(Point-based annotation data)

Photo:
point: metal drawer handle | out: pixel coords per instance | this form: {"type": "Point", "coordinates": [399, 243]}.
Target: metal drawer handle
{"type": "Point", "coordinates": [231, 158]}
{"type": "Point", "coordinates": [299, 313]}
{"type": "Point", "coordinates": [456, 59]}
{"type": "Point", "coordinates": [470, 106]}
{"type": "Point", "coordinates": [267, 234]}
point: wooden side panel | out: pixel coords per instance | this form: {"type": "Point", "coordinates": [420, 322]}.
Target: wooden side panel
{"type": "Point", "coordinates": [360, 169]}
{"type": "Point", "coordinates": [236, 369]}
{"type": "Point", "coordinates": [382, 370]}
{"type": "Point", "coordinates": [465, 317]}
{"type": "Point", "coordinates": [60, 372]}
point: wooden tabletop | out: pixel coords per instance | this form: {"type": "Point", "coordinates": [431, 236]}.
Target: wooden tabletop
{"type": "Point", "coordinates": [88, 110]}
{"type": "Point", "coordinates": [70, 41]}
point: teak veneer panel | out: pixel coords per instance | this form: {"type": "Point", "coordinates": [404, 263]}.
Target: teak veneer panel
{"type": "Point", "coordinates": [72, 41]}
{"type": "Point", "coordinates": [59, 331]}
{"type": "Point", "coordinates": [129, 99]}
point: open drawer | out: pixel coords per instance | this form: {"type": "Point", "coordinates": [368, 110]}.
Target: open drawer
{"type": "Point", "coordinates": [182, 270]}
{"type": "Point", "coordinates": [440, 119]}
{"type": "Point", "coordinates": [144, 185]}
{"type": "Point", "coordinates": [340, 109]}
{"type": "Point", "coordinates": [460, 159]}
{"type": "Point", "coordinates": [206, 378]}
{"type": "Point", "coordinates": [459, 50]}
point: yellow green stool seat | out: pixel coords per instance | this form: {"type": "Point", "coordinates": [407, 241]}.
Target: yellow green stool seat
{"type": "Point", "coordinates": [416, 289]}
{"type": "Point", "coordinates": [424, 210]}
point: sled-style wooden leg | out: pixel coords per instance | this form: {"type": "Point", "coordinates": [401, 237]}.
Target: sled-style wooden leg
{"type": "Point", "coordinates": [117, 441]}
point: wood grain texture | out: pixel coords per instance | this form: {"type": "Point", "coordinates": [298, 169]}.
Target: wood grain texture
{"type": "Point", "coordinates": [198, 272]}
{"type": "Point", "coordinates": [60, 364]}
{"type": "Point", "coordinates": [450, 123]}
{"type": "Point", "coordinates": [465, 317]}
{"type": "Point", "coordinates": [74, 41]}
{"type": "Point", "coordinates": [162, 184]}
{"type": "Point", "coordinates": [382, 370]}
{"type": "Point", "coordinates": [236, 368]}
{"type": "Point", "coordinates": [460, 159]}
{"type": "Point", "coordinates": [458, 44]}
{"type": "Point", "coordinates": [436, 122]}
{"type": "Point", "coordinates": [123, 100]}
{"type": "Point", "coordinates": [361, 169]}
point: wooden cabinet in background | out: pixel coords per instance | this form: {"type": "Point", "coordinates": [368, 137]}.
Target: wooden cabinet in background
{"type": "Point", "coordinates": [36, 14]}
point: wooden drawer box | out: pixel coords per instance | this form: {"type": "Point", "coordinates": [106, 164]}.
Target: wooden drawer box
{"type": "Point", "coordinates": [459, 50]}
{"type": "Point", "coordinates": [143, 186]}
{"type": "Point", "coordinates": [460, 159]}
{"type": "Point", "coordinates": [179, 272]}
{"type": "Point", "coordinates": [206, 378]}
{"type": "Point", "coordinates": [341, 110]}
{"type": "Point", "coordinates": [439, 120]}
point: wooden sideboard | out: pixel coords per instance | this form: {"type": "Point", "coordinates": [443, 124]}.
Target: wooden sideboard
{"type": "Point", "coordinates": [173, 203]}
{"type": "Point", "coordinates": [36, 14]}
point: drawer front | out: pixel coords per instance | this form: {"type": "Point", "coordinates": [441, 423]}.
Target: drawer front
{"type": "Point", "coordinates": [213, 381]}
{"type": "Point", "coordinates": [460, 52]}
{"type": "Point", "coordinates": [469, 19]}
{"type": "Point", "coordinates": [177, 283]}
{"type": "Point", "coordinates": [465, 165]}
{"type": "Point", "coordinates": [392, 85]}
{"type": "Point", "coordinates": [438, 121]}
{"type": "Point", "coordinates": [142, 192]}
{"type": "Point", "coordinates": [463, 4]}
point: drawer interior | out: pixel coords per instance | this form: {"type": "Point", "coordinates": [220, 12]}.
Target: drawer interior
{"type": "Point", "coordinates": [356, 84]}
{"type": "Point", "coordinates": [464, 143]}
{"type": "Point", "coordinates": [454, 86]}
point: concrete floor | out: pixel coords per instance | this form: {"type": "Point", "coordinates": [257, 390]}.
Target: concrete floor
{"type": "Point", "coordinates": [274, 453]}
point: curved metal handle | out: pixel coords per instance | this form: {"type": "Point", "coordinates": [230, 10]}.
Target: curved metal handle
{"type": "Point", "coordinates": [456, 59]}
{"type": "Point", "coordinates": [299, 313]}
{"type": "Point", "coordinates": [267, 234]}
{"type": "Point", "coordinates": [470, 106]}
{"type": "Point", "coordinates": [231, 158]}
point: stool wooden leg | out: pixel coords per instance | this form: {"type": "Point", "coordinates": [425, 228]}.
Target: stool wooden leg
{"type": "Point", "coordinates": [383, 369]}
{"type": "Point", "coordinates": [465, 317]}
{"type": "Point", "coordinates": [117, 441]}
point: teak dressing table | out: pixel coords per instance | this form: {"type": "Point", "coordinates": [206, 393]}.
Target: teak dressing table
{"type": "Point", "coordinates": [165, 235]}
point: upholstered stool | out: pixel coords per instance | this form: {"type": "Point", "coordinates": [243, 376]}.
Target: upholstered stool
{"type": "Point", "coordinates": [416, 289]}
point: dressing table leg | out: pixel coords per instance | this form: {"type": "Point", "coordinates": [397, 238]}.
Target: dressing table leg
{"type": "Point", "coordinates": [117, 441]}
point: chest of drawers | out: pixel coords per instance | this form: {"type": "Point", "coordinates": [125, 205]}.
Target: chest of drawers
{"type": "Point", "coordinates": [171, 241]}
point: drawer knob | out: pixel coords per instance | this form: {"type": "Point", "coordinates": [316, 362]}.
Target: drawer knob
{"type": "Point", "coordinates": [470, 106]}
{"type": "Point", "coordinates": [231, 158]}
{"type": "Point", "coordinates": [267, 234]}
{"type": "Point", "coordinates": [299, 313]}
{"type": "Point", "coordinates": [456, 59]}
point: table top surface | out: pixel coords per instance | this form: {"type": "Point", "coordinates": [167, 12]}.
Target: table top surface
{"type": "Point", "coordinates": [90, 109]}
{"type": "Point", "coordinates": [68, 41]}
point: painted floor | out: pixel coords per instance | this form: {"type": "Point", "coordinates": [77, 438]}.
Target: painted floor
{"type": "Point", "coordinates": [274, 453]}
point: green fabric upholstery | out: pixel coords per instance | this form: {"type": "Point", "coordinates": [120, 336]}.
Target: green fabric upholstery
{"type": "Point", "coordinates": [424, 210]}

### GOAL
Output these rows as a two-column CSV with the headers "request" and "answer", with one line for each request. Put each field in quotes and change any line breaks inside a field to spaces.

### THE ANSWER
request,answer
"Photo: point: metal drawer handle | out: pixel coords per instance | this form: {""type"": ""Point"", ""coordinates"": [399, 243]}. Target: metal drawer handle","{""type"": ""Point"", ""coordinates"": [231, 158]} {""type"": ""Point"", ""coordinates"": [299, 313]} {""type"": ""Point"", ""coordinates"": [456, 59]} {""type"": ""Point"", ""coordinates"": [470, 106]} {""type"": ""Point"", ""coordinates"": [267, 234]}"
"point: wooden side panel | out: pixel coords per instance | this form: {""type"": ""Point"", ""coordinates"": [420, 322]}. Target: wooden side panel","{""type"": ""Point"", ""coordinates"": [360, 169]} {""type"": ""Point"", ""coordinates"": [236, 369]} {""type"": ""Point"", ""coordinates"": [382, 370]} {""type"": ""Point"", ""coordinates"": [465, 317]} {""type"": ""Point"", ""coordinates"": [60, 372]}"
"point: wooden tabletop | out: pixel coords per instance | this form: {""type"": ""Point"", ""coordinates"": [431, 236]}. Target: wooden tabletop","{""type"": ""Point"", ""coordinates"": [88, 110]} {""type"": ""Point"", ""coordinates"": [70, 41]}"
"point: teak veneer panel | out: pixel coords per instance | this form: {""type"": ""Point"", ""coordinates"": [404, 263]}. Target: teak veneer panel","{""type"": ""Point"", ""coordinates"": [72, 41]} {""type"": ""Point"", ""coordinates"": [59, 331]} {""type"": ""Point"", ""coordinates"": [129, 99]}"
"point: open drawer | out: pixel coords per instance | this form: {""type"": ""Point"", ""coordinates"": [368, 110]}. Target: open drawer","{""type"": ""Point"", ""coordinates"": [182, 270]} {""type"": ""Point"", ""coordinates"": [440, 119]} {""type"": ""Point"", ""coordinates"": [144, 185]} {""type"": ""Point"", ""coordinates"": [340, 109]} {""type"": ""Point"", ""coordinates"": [460, 159]} {""type"": ""Point"", ""coordinates"": [206, 378]} {""type"": ""Point"", ""coordinates"": [459, 50]}"
"point: yellow green stool seat | out: pixel coords per instance | this form: {""type"": ""Point"", ""coordinates"": [407, 241]}. Target: yellow green stool seat","{""type"": ""Point"", ""coordinates"": [416, 289]} {""type"": ""Point"", ""coordinates"": [424, 210]}"
"point: sled-style wooden leg | out: pixel coords per instance | this form: {""type"": ""Point"", ""coordinates"": [401, 237]}. Target: sled-style wooden leg","{""type"": ""Point"", ""coordinates"": [117, 441]}"
"point: wood grain texture | out: pixel coords per instance | this form: {""type"": ""Point"", ""coordinates"": [298, 169]}. Target: wood grain texture","{""type"": ""Point"", ""coordinates"": [198, 272]} {""type"": ""Point"", ""coordinates"": [60, 364]} {""type"": ""Point"", ""coordinates"": [450, 123]} {""type"": ""Point"", ""coordinates"": [465, 317]} {""type"": ""Point"", ""coordinates"": [74, 41]} {""type"": ""Point"", ""coordinates"": [162, 184]} {""type"": ""Point"", ""coordinates"": [382, 370]} {""type"": ""Point"", ""coordinates"": [236, 368]} {""type"": ""Point"", ""coordinates"": [460, 159]} {""type"": ""Point"", ""coordinates"": [458, 44]} {""type"": ""Point"", ""coordinates"": [436, 122]} {""type"": ""Point"", ""coordinates"": [123, 100]} {""type"": ""Point"", ""coordinates"": [361, 169]}"
"point: wooden cabinet in background | out: pixel coords per instance | this form: {""type"": ""Point"", ""coordinates"": [368, 137]}. Target: wooden cabinet in background","{""type"": ""Point"", ""coordinates"": [36, 14]}"
"point: wooden drawer box | out: pixel coords per instance | this form: {""type"": ""Point"", ""coordinates"": [106, 164]}. Target: wooden drawer box","{""type"": ""Point"", ""coordinates"": [459, 50]} {""type"": ""Point"", ""coordinates"": [143, 186]} {""type"": ""Point"", ""coordinates"": [460, 159]} {""type"": ""Point"", ""coordinates"": [179, 272]} {""type"": ""Point"", ""coordinates"": [206, 378]} {""type"": ""Point"", ""coordinates"": [341, 110]} {""type"": ""Point"", ""coordinates"": [439, 120]}"
"point: wooden sideboard | out: pixel coords per instance | this form: {""type"": ""Point"", ""coordinates"": [443, 124]}. Target: wooden sideboard","{""type"": ""Point"", ""coordinates"": [173, 203]} {""type"": ""Point"", ""coordinates"": [36, 14]}"
"point: drawer front | out: pixel coords per instance | this form: {""type"": ""Point"", ""coordinates"": [441, 423]}. Target: drawer front","{""type"": ""Point"", ""coordinates"": [213, 381]} {""type"": ""Point"", ""coordinates"": [460, 52]} {""type"": ""Point"", ""coordinates"": [469, 19]} {""type"": ""Point"", ""coordinates"": [177, 283]} {""type"": ""Point"", ""coordinates"": [465, 165]} {""type"": ""Point"", ""coordinates"": [392, 85]} {""type"": ""Point"", ""coordinates"": [438, 121]} {""type"": ""Point"", ""coordinates"": [142, 192]} {""type"": ""Point"", ""coordinates"": [463, 4]}"
"point: drawer interior | out: pixel coords per instance | this form: {""type"": ""Point"", ""coordinates"": [220, 12]}. Target: drawer interior","{""type"": ""Point"", ""coordinates"": [356, 84]} {""type"": ""Point"", ""coordinates"": [464, 143]} {""type"": ""Point"", ""coordinates"": [454, 86]}"
"point: concrete floor | out: pixel coords per instance | this form: {""type"": ""Point"", ""coordinates"": [257, 390]}. Target: concrete floor","{""type"": ""Point"", ""coordinates"": [274, 453]}"
"point: curved metal handle | out: pixel coords per instance | this form: {""type"": ""Point"", ""coordinates"": [230, 10]}. Target: curved metal handle","{""type"": ""Point"", ""coordinates"": [456, 59]} {""type"": ""Point"", ""coordinates"": [299, 313]} {""type"": ""Point"", ""coordinates"": [267, 234]} {""type"": ""Point"", ""coordinates"": [470, 106]} {""type"": ""Point"", ""coordinates"": [231, 158]}"
"point: stool wooden leg | out: pixel coords per instance | this form: {""type"": ""Point"", ""coordinates"": [425, 228]}. Target: stool wooden leg","{""type"": ""Point"", ""coordinates"": [383, 369]} {""type"": ""Point"", ""coordinates"": [465, 317]} {""type"": ""Point"", ""coordinates"": [117, 441]}"
"point: teak dressing table | out: pixel coords per instance | this form: {""type"": ""Point"", ""coordinates"": [206, 393]}. Target: teak dressing table","{""type"": ""Point"", ""coordinates"": [165, 235]}"
"point: upholstered stool | out: pixel coords per instance | this form: {""type"": ""Point"", ""coordinates"": [243, 376]}. Target: upholstered stool","{""type"": ""Point"", ""coordinates"": [416, 289]}"
"point: dressing table leg | out: pixel coords per instance | this form: {""type"": ""Point"", ""coordinates"": [397, 238]}. Target: dressing table leg","{""type"": ""Point"", ""coordinates"": [117, 441]}"
"point: chest of drawers | out: pixel coords per instance | this form: {""type"": ""Point"", ""coordinates"": [125, 205]}. Target: chest of drawers","{""type"": ""Point"", ""coordinates"": [171, 241]}"
"point: drawer knob | out: pixel coords per instance | this form: {""type"": ""Point"", ""coordinates"": [316, 362]}. Target: drawer knob","{""type"": ""Point"", ""coordinates"": [470, 106]} {""type"": ""Point"", ""coordinates"": [231, 158]} {""type"": ""Point"", ""coordinates"": [267, 234]} {""type"": ""Point"", ""coordinates"": [299, 313]} {""type"": ""Point"", ""coordinates"": [456, 59]}"
"point: table top surface | out: pixel coords per instance | this form: {""type"": ""Point"", ""coordinates"": [167, 12]}. Target: table top surface","{""type"": ""Point"", ""coordinates"": [90, 109]} {""type"": ""Point"", ""coordinates"": [68, 41]}"
"point: painted floor | out: pixel coords per instance | this form: {""type"": ""Point"", ""coordinates"": [77, 438]}. Target: painted floor","{""type"": ""Point"", ""coordinates"": [274, 453]}"
"point: green fabric upholstery | out: pixel coords per instance | this form: {""type"": ""Point"", ""coordinates"": [120, 336]}. Target: green fabric upholstery","{""type"": ""Point"", ""coordinates"": [424, 210]}"